Reproduce every entry exactly as given.

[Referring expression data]
+++++

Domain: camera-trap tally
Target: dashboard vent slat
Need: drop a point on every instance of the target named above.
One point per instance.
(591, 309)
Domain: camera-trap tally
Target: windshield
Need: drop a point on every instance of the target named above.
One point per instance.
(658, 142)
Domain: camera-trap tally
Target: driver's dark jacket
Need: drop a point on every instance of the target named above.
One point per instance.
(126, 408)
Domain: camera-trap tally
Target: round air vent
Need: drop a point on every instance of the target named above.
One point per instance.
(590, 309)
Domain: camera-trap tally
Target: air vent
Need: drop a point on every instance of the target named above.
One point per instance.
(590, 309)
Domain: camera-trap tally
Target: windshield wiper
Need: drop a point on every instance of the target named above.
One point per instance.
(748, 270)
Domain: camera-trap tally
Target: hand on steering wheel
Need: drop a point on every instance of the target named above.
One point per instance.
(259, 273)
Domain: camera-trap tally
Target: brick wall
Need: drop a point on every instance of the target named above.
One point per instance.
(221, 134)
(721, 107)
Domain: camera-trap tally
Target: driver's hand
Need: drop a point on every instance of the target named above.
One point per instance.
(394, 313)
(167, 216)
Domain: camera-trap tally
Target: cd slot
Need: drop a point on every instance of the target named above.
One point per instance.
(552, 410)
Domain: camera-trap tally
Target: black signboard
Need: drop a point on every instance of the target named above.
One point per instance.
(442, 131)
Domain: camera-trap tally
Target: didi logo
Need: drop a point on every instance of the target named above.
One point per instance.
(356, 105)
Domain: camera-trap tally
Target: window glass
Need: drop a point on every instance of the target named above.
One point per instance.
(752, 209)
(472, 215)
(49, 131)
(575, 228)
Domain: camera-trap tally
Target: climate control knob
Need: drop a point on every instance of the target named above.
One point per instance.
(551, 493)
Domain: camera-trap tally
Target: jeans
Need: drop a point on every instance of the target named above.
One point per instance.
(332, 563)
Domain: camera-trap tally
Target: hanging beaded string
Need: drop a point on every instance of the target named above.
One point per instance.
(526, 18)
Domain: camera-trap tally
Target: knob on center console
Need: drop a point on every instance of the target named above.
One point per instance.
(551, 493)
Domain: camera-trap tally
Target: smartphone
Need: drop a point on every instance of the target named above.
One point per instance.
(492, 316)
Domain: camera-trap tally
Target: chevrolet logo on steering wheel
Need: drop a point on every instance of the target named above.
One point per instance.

+++++

_THE COMPLETED TASK_
Domain: camera-trap tally
Target: dashboard vent slat
Need: drop a point on every instance of the target named above.
One point per instance.
(591, 309)
Domain: camera-trap tally
Target: windshield
Need: drop a point on every instance of the target named above.
One point per instance.
(658, 142)
Domain: camera-trap tally
Target: driver's dark jacket
Need: drop a point on every instance of the target named above.
One point per instance.
(126, 408)
Domain: camera-trap tally
Target: round air vent
Need: drop a point on every instance of the target named above.
One point per instance.
(590, 309)
Domain: camera-trap tally
Target: air vent
Need: drop a point on every instance of the target named above.
One point per instance.
(590, 309)
Domain: camera-trap tally
Target: windshield wiper
Need: drop a point on every instance of the target named above.
One point per instance.
(748, 270)
Domain: camera-trap tally
Target: hand on steering wheel
Need: drop a point on every instance of the target named above.
One point per instance.
(259, 273)
Domain: camera-trap tally
Target: brick wall
Need: drop a point on every instance of the target named above.
One point per instance.
(221, 134)
(721, 107)
Domain: camera-trap tally
Target: driver's hand
Need: drop a point on every instance of the target named above.
One point per instance.
(394, 313)
(167, 216)
Domain: camera-trap tally
Target: cd slot
Need: drop a point on every instance of the target named above.
One point per instance.
(552, 410)
Domain: camera-trap tally
Target: black signboard
Need: drop a point on every instance of the target named above.
One point per instance.
(442, 131)
Domain: camera-trap tally
Target: didi logo
Need: drop a point on every instance of the target named above.
One point per instance.
(356, 105)
Domain: camera-trap tally
Target: window glass
Need: drop a point on every instance of the target named above.
One point per instance.
(752, 209)
(472, 215)
(49, 131)
(575, 228)
Domain: camera-trap tally
Target: climate control knob
Need: drop a point on every instance of the target named above.
One point per instance.
(551, 493)
Domain: camera-trap tally
Target: jeans
Need: drop a point on every instance of the target named above.
One point per instance.
(332, 563)
Domain: camera-trap tally
Target: hanging beaded string
Need: drop a point on every instance of the target named above.
One point per instance.
(526, 18)
Domain: camera-trap tally
Target: knob on center console
Need: drop a point on every instance of the target named above.
One point per instance.
(551, 493)
Domain: camera-trap tally
Target: smartphone
Need: drop a point on every instance of the target named above.
One point per instance.
(492, 316)
Domain: camera-trap tally
Target: chevrolet logo on steering wheel
Need: drop a point on every instance of the target named above.
One point per instance.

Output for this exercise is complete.